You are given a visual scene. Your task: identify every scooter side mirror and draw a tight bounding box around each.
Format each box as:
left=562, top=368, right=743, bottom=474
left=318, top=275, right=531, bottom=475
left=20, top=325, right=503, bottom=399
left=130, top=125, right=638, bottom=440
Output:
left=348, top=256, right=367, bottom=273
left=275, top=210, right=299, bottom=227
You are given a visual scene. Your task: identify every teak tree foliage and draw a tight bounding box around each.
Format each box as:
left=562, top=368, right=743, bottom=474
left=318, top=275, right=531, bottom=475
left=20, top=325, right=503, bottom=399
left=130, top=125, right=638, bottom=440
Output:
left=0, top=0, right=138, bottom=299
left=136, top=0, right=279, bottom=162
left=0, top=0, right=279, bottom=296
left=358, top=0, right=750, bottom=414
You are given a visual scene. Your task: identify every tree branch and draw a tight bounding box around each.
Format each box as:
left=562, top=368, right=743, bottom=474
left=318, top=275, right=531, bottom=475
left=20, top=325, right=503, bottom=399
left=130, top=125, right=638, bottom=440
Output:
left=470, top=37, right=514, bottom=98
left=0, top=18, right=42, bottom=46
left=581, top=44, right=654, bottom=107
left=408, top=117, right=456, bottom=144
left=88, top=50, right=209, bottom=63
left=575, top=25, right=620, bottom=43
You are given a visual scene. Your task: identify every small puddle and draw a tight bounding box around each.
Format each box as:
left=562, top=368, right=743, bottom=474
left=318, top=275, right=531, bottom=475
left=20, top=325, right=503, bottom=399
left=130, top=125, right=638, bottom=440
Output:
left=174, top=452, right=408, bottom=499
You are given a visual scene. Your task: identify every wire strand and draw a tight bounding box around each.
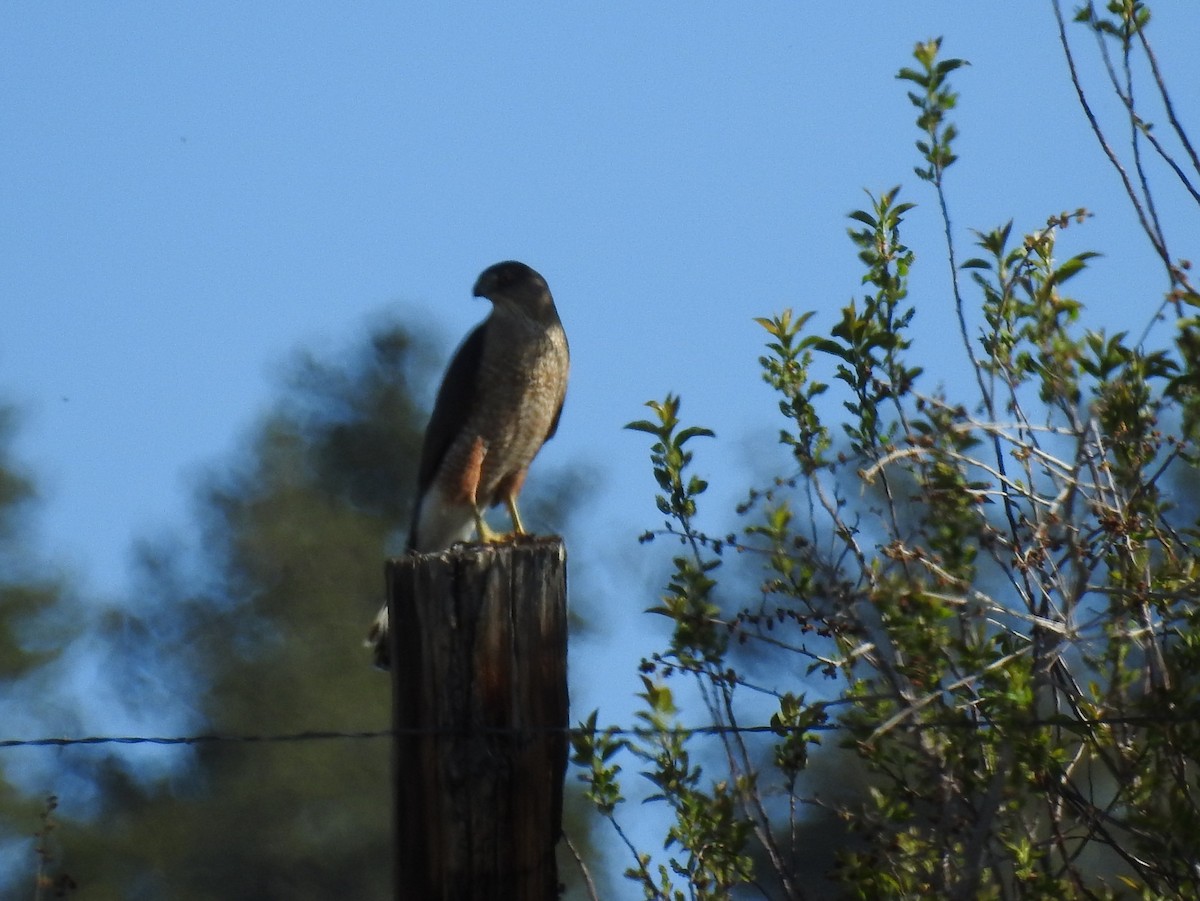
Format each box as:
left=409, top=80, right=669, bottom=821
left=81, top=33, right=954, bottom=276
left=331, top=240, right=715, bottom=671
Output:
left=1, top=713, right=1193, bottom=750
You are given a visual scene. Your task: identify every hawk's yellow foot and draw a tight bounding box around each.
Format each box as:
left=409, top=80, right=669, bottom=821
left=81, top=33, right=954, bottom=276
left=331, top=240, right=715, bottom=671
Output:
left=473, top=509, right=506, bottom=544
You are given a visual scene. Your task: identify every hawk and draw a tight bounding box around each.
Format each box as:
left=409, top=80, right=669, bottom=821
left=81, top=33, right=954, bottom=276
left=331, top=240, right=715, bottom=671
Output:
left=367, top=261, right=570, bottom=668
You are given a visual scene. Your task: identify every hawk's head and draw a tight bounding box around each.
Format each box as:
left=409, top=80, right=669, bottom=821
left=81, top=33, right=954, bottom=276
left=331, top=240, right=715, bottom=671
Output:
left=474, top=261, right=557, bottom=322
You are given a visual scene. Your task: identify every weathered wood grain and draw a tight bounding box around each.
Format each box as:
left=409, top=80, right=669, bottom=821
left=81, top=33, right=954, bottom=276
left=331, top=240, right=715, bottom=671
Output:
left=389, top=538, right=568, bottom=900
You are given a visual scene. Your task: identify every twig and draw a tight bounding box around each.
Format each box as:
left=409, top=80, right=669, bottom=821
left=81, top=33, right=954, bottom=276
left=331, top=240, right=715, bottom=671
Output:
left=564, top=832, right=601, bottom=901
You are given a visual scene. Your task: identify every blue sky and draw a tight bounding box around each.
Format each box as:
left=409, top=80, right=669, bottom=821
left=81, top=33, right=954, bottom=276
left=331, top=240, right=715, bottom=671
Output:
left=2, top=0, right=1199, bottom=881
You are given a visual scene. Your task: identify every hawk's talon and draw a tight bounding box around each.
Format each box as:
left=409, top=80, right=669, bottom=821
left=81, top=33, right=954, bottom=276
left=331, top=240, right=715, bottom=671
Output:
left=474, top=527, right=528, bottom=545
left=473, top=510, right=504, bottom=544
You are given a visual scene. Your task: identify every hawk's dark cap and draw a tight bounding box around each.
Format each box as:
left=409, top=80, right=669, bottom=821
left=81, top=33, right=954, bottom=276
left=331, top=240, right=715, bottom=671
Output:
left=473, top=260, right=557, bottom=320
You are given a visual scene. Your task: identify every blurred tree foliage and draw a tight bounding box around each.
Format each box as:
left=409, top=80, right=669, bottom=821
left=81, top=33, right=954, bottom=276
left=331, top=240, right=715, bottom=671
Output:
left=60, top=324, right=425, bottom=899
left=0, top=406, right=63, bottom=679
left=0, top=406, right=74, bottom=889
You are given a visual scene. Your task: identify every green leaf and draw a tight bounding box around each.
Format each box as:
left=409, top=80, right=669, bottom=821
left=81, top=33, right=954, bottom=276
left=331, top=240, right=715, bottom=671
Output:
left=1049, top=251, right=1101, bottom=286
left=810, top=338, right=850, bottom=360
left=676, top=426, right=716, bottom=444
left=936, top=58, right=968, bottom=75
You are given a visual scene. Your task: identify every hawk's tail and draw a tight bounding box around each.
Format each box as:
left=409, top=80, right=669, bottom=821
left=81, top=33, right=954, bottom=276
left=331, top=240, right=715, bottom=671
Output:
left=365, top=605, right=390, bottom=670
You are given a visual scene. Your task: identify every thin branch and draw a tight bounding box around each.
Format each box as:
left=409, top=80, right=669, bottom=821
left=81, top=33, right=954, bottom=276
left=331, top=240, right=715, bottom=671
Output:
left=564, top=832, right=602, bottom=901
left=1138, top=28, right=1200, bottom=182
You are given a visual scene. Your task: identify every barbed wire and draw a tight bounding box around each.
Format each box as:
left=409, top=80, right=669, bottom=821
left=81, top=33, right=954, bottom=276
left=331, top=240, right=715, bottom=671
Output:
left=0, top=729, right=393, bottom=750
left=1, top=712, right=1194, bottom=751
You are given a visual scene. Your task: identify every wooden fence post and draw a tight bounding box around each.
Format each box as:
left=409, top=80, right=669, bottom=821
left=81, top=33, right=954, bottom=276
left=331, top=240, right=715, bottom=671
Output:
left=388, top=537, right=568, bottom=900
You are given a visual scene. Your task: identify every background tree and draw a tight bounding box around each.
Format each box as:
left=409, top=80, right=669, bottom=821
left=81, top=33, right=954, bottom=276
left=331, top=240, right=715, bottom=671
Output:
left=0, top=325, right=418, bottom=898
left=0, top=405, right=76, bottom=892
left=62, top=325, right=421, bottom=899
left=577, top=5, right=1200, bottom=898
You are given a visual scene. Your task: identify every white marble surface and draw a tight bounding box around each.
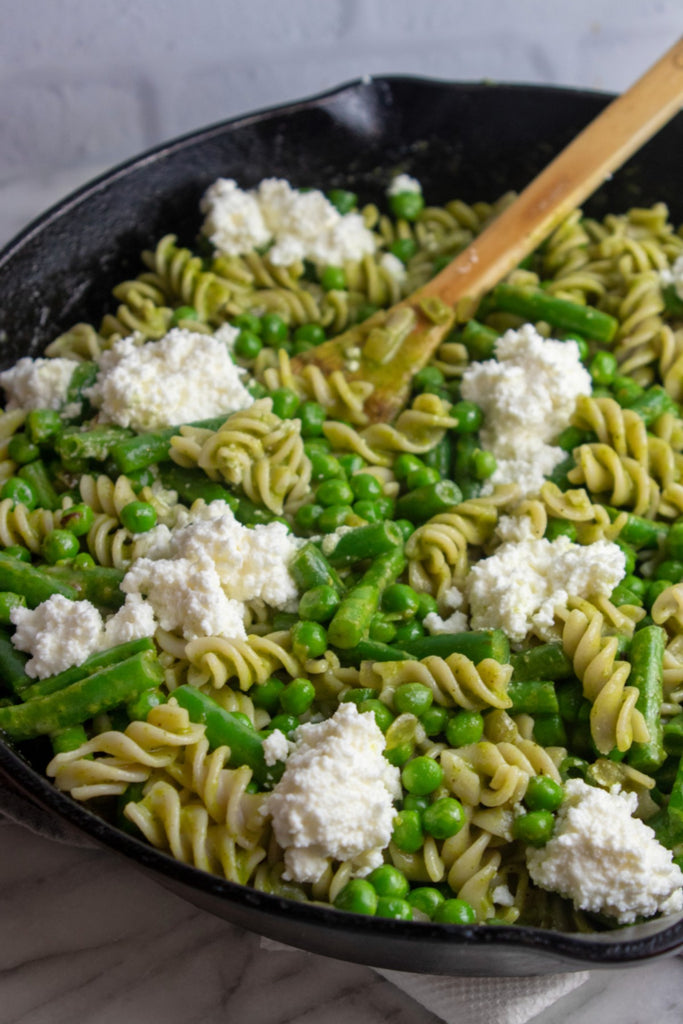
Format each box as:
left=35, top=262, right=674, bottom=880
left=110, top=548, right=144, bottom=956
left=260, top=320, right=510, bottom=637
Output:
━━━━━━━━━━━━━━━━━━━━
▸ **WORK TASK**:
None of the pictures should appear; repeat the records exactly otherwise.

▸ **YOUR RESPONSE**:
You are given a visual scene. Your task: identify every scooter side mirror and draw a tight bounding box around each.
Format each box as:
left=562, top=368, right=743, bottom=474
left=318, top=275, right=531, bottom=475
left=20, top=325, right=503, bottom=399
left=130, top=125, right=638, bottom=440
Output:
left=348, top=256, right=367, bottom=273
left=275, top=210, right=299, bottom=227
You are given a visual scene. Your task: identify every teak tree foliage and draw a tight bounding box around each.
Format each box as:
left=562, top=368, right=743, bottom=474
left=318, top=275, right=531, bottom=475
left=20, top=325, right=503, bottom=399
left=130, top=125, right=638, bottom=440
Output:
left=0, top=0, right=138, bottom=299
left=136, top=0, right=279, bottom=162
left=0, top=0, right=279, bottom=296
left=358, top=0, right=750, bottom=414
You are given a visual scene. Your task: identify every tree branch and draw a tight bounding box around each.
Format each box as:
left=562, top=368, right=743, bottom=474
left=318, top=275, right=531, bottom=475
left=20, top=325, right=503, bottom=399
left=130, top=125, right=638, bottom=440
Output:
left=470, top=37, right=514, bottom=98
left=0, top=18, right=42, bottom=46
left=581, top=44, right=654, bottom=107
left=408, top=117, right=456, bottom=144
left=88, top=50, right=209, bottom=63
left=575, top=25, right=620, bottom=43
You are given a visual scene. Your task: identify every small puddle and draw a tight bounding box around each.
Format each box as:
left=562, top=368, right=743, bottom=474
left=318, top=275, right=531, bottom=475
left=20, top=325, right=503, bottom=399
left=130, top=125, right=638, bottom=440
Output:
left=174, top=452, right=408, bottom=499
You are given a visual scene. Your task: identify every wire strand and draw a tight bounding box around each.
Format each box as:
left=409, top=80, right=669, bottom=821
left=81, top=33, right=954, bottom=276
left=331, top=240, right=715, bottom=671
Output:
left=1, top=713, right=1193, bottom=750
You are given a visual scene. Your task: identify every hawk's yellow foot and draw a tight bounding box around each.
Format each box as:
left=409, top=80, right=669, bottom=821
left=81, top=33, right=954, bottom=276
left=331, top=240, right=715, bottom=671
Output:
left=473, top=509, right=506, bottom=544
You are given a visual scene. Your task: identify every hawk and draw a tight bounding box around each.
Format each box as:
left=409, top=80, right=669, bottom=821
left=81, top=33, right=954, bottom=276
left=331, top=240, right=715, bottom=671
Output:
left=367, top=261, right=570, bottom=668
You are given a visual scene. Your task: identify every hawk's head and draw a tight bounding box around each.
Format each box as:
left=409, top=80, right=669, bottom=821
left=81, top=33, right=954, bottom=276
left=331, top=240, right=715, bottom=671
Output:
left=474, top=261, right=557, bottom=322
You are given a visual scene. Your task: identify every weathered wood grain and draw a tight bounding box around each.
Format each box as:
left=409, top=80, right=669, bottom=821
left=81, top=33, right=954, bottom=276
left=331, top=240, right=715, bottom=671
Output:
left=389, top=538, right=568, bottom=900
You are given a visual scene. Your task: identify every twig and draw a tight bounding box around each.
Format each box as:
left=409, top=80, right=669, bottom=821
left=81, top=33, right=954, bottom=276
left=331, top=240, right=715, bottom=671
Output:
left=564, top=832, right=601, bottom=901
You are given a visual scene. Your task: identify every blue sky and draw a tight bounding box around each.
Format each box as:
left=409, top=80, right=669, bottom=821
left=81, top=33, right=954, bottom=276
left=331, top=240, right=715, bottom=671
Output:
left=2, top=0, right=1199, bottom=881
You are given a visual scene. Your task: identify every hawk's talon and draw a tight bounding box around each.
Format each box as:
left=409, top=80, right=669, bottom=821
left=81, top=33, right=954, bottom=276
left=331, top=240, right=715, bottom=671
Output:
left=474, top=527, right=528, bottom=545
left=473, top=510, right=504, bottom=544
You are given a visual scene. Your task: identify every hawk's dark cap and draw a tight bounding box around each.
Format each box as:
left=409, top=80, right=669, bottom=821
left=81, top=33, right=954, bottom=276
left=331, top=240, right=715, bottom=671
Output:
left=473, top=260, right=557, bottom=320
You are given a visual scene. Your task: identify every blurred tree foliage and draw a tight bounding box around each.
Format each box as:
left=409, top=80, right=669, bottom=821
left=81, top=33, right=954, bottom=276
left=331, top=240, right=715, bottom=671
Output:
left=60, top=324, right=425, bottom=899
left=0, top=406, right=63, bottom=679
left=0, top=406, right=74, bottom=889
You are given a visual scene. Your task: identify every green leaf and draw a tight bounding box around each.
Format each box as:
left=409, top=80, right=669, bottom=821
left=81, top=33, right=954, bottom=276
left=331, top=240, right=715, bottom=671
Output:
left=1049, top=251, right=1101, bottom=286
left=810, top=338, right=850, bottom=360
left=676, top=426, right=716, bottom=444
left=936, top=58, right=968, bottom=75
You are given a visual scene. Your task: identify every hawk's tail and draw a tight bounding box around each.
Format each box as:
left=409, top=80, right=669, bottom=821
left=81, top=33, right=954, bottom=276
left=331, top=240, right=715, bottom=671
Output:
left=365, top=605, right=390, bottom=670
You are given a visual scene. Your task: identify every thin branch and draw a tight bounding box around each.
Format each box as:
left=409, top=80, right=669, bottom=821
left=81, top=33, right=954, bottom=276
left=331, top=240, right=715, bottom=671
Output:
left=564, top=832, right=602, bottom=901
left=1138, top=28, right=1200, bottom=182
You are given a visual scene. Your task: identify every barbed wire and draw a tight bounding box around each.
Format each box as:
left=409, top=80, right=669, bottom=821
left=81, top=33, right=954, bottom=276
left=331, top=240, right=715, bottom=671
Output:
left=0, top=729, right=393, bottom=750
left=1, top=712, right=1194, bottom=751
You are given a visual scene. Your task: identify every wooden fence post and draw a tight bounding box around each.
Format each box as:
left=409, top=80, right=669, bottom=821
left=81, top=33, right=954, bottom=276
left=331, top=240, right=715, bottom=671
Output:
left=388, top=537, right=568, bottom=900
You are given a visual scene. Your task: identify every background tree and draw a tight bounding box around each.
Format each box as:
left=409, top=80, right=669, bottom=821
left=81, top=33, right=954, bottom=276
left=331, top=240, right=715, bottom=671
Output:
left=0, top=325, right=418, bottom=898
left=0, top=405, right=76, bottom=892
left=62, top=325, right=421, bottom=899
left=577, top=5, right=1200, bottom=898
You are given a visual scene. Your task: identify every white marble surface and draw a tight bounding box around each.
Format each box as:
left=35, top=262, right=674, bottom=880
left=110, top=548, right=144, bottom=956
left=260, top=320, right=510, bottom=637
Output:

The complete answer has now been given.